■ Source document:
________________

[gmx-users] cpu/gpu utilization

Szilárd Páll pall.szilard at gmail.com
Fri Mar 2 19:16:56 CET 2018


On Fri, Mar 2, 2018 at 1:57 PM, Mahmood Naderan <nt_mahmood at yahoo.com>
wrote:

> Sorry for the confusion. My fault...
> I saw my previous post and found that I missed something. In fact, I
> couldn't run "-pme gpu".
>
> So, once again, I ran all the commands and uploaded the log files
>
>
> gmx mdrun -nobackup -nb cpu -pme cpu -deffnm md_0_1
> https://pastebin.com/RNT4XJy8
>
>
> gmx mdrun -nobackup -nb cpu -pme gpu -deffnm md_0_1
> https://pastebin.com/7BQn8R7g
> This run shows an error on the screen which is not shown in the log file.
> So please also see https://pastebin.com/KHg6FkBz


That's expected, only offloading PME is not supported.,different offload
modes supported are:
- nonbonded offload
- nonbonded + full PME offload
- nonbonded + PME mixed mode offload (FFTs run on the CPU)



>
>
>
> gmx mdrun -nobackup -nb gpu -pme cpu -deffnm md_0_1
> https://pastebin.com/YXYj23tB
>
>
>
> gmx mdrun -nobackup -nb gpu -pme gpu -deffnm md_0_1
> https://pastebin.com/P3X4mE5y
>
>
> offloadable
>
>
> From the results, it seems that running the pme on the cpu is better than
> gpu. The fastest command here is -nb gpu -pme cpu
>

Right, same as before except that it looks like this time is ~5% slower
(likely the auto-tuner did not manage two switch to the ideal setting).


>
>
> Still I have the question that while GPU is utilized, the CPU is also
> busy. So, I was thinking that the source code uses cudaDeviceSynchronize()

________________

■ Data lines:
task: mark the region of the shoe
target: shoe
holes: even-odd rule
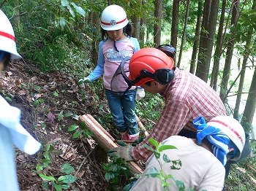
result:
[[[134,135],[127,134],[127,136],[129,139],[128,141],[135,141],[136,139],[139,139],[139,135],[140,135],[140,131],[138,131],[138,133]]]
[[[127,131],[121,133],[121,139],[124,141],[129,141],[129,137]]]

________________

■ What is required: Retype the part of the cpu/gpu utilization thread that opens with the words containing "[gmx-users] cpu/gpu utilization" and closes with "confusion. My fault...", keeping every character as it appears.

■ Problem solution:
[gmx-users] cpu/gpu utilization

Szilárd Páll pall.szilard at gmail.com
Fri Mar 2 19:16:56 CET 2018


On Fri, Mar 2, 2018 at 1:57 PM, Mahmood Naderan <nt_mahmood at yahoo.com>
wrote:

> Sorry for the confusion. My fault...